▸ **Instructions to follow**: Without reproducing any image, print the listing below exactly.

▸ **Data provided**:

• • • • • • •

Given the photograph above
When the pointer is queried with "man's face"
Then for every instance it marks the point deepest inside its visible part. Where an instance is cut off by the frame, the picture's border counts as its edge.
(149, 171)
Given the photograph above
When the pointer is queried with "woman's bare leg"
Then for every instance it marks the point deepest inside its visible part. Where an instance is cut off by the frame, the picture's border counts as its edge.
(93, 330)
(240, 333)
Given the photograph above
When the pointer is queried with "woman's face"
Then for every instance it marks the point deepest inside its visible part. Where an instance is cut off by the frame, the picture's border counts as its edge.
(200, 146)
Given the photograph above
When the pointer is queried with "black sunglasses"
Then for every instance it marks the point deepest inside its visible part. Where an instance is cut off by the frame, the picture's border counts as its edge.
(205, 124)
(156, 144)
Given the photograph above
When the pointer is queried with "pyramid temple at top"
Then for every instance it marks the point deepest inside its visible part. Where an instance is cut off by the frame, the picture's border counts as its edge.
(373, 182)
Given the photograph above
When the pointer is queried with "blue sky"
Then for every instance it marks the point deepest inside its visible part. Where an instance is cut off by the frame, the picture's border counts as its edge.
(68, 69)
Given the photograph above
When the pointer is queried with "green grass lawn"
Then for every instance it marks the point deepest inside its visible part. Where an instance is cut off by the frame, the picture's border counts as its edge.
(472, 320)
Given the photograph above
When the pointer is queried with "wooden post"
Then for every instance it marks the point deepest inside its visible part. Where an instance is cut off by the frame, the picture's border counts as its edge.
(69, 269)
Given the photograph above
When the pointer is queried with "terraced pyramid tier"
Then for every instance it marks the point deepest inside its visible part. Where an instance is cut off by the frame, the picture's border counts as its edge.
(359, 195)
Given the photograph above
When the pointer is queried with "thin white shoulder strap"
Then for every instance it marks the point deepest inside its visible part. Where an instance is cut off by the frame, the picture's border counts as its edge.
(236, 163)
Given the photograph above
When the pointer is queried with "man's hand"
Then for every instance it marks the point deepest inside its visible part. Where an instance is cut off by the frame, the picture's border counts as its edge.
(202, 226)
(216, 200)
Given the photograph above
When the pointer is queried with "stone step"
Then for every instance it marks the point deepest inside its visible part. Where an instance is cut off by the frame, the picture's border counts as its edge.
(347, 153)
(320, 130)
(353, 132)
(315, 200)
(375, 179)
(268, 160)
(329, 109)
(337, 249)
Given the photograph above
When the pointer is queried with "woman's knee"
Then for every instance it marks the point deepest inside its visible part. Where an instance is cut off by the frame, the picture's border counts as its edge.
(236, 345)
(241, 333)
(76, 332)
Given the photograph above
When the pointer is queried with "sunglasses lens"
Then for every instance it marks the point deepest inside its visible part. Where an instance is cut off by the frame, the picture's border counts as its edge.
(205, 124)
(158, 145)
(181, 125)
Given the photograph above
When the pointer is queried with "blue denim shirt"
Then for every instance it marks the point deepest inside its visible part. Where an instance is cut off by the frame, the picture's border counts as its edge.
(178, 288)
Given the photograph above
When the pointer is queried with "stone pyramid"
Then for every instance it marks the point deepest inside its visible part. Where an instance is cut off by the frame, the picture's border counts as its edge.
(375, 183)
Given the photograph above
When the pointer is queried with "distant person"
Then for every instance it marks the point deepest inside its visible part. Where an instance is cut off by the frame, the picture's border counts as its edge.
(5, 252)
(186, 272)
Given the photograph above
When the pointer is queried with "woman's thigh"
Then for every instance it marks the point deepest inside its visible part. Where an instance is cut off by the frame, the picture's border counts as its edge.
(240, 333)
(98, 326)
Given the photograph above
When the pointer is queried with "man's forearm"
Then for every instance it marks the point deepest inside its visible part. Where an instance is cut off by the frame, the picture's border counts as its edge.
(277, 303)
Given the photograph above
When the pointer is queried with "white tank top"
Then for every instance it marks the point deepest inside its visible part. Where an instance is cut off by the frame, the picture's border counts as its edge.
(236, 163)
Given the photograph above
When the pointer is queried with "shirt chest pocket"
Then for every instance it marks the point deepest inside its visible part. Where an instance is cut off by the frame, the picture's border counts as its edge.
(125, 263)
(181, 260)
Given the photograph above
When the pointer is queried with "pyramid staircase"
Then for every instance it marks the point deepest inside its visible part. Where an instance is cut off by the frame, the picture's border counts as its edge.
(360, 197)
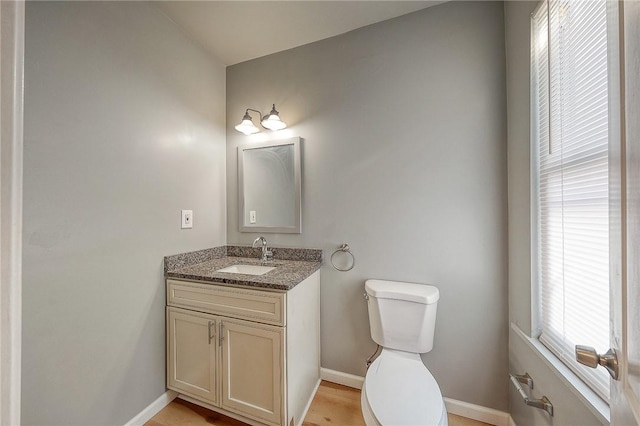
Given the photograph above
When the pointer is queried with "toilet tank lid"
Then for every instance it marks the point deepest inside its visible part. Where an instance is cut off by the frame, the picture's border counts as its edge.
(413, 292)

• • • • • • •

▸ **Result of the exercise**:
Given the photograph above
When the pointer is queried with "man's face"
Then for every instance it marks the point deepest inside its visible part. Where an instance is cut off by the frame, the picture's border counts as its edge.
(149, 171)
Given the photograph above
When the pointer is queried with "woman's bare leg"
Then for every instance it marks the point deepest inside its visible part. Where an instance is cut off by the frame, the picture's border counts as its edge.
(93, 330)
(240, 333)
Given the photograph above
When the pointer is queried with "woman's face"
Then for every instance it marks the point deepest inside its visible part. Where an instance is cut off by the frame, the picture's border counts as its edge.
(200, 146)
Given the photograph above
When the pointer is queried with "black sunglasses"
Then for every instance it marks the point deepest inside its visible part. Where an instance is cut off by the frame, the picture's border counts as its edge.
(205, 124)
(156, 144)
Given the photograph above
When the pointer is queried with "pyramid temple at top"
Then for every instance it marks the point deepest inside its visible part. Where an instance is cut off by the frame, the picture's border counts as its edge.
(373, 182)
Given the photograph above
When the pointer is queried with "blue sky"
Then for every instance it marks the point deepest inside its visible part. Where an instance is cut off by the frame, the picture's border counts as its edge.
(68, 69)
Given the photograph above
When the pointer is queried with "green grass lawn"
Then for every instance it marks the point deepest inside its visible part. Where an instance is cut off by the frame, the picture's border counts as its edge.
(472, 320)
Given the photograph above
When the pointer is queried with "wooden post"
Then for every instance it marks the point deepest inside its visible part. Where an instance is cut off by the frame, the picture's border counts as its edge.
(69, 269)
Given the photograph above
When the pointer is queried with "terraced pyramid tier"
Then for every instance it marks the point deepest inside its visible part. Where an instance is cut off by the frame, the picture's border counts as its edge.
(359, 195)
Given the photograph above
When the pointer is queried with "thin white shoulder strap"
Then for every instance it marks the point deepest inside its visible part. Where an instance is cut off by the frame, the picture's border counts as its edge.
(236, 163)
Given the photograph above
When the pointer is queried with "man's hand"
Then for every instance it marks the point deepest inside its visible part. Where an instance is cut off by the frame, the picture's border counts as its edge.
(202, 226)
(216, 200)
Given the photograph above
When the pointer is queried with "stone step"
Then for every instance it marks the point deepest inside its visible part. Where an instance is cut off by the frame, the picture's border counts as its edge.
(347, 153)
(320, 130)
(353, 132)
(315, 200)
(375, 179)
(268, 160)
(329, 109)
(337, 249)
Given the photograph above
When the pointer is queried with "woman's knee"
Then for every instance it marks the point deepest inside its visible part. Where an instance is cut off by the frame, the picture's border counts as its edge.
(236, 345)
(241, 333)
(76, 332)
Given the photograph above
When the pointer is queried with "sunglasses lens"
Then for every instance it marks the point deepest inside its visible part. Where an instance is cut off by the frame, the picture's border counts as its edge.
(205, 124)
(158, 145)
(181, 125)
Given the photograph above
When the pointer is queried with "blue denim shirt"
Then for every instance it marks the point deepest inside its visible part. Where an instance is cut off by the frame, the picture's border counts as its edge.
(178, 288)
Given the photograph above
When the pointer is queried with "stone pyramid"
Then for every instance it marks the point deepest inside its visible part. Where an instance is cut off by the frame, the picture's border counts as its edge.
(375, 183)
Given the photograph above
When the pointer is queried with "distant person"
Then for every instance it marks the point deepest inside its visible part. Where an instance is cut off by the frame, the picture's border counts as its edge.
(5, 252)
(186, 272)
Given the photograph above
When the pointer is queried with "woman's thigh"
Then for every instance it marks the point deepest inside its visible part. Where an instance is cut off by the frame, the picture's border counts as its edge.
(240, 333)
(98, 326)
Given the photograph above
When the pointer is queried with "man's forearm"
Then for every instance it marks the point deepest inside its visible part. Where an instance is cut off by the frame, the picture's border counts as its edge.
(277, 303)
Given the photograph above
When the pointer is queried with "white tank top"
Then for every instance it marks the point deepest inside its visible part. Where an instance is cut off by the frame, the picture's border counts as its edge.
(236, 163)
Given the photograph above
When the pointer is queried with "shirt chest pocket"
Then for every instance it marks the point deepest inside its visible part. Where an instance is cut off by the frame, the picture's border counts as its edge.
(125, 263)
(181, 260)
Given the photograph above
When the pointer is queried with "pyramid staircase"
Then for every instance it marks the point deepest inside its visible part. Where an instance is cut off by the frame, the picture's border counts as its edge.
(360, 197)
Given the photograph above
When the pointer is queried with "toilet tank lid"
Then for every instance it marks the point deepest inside its visible part. Where an instance is cut off by the frame, the picture's border counts as its edge.
(413, 292)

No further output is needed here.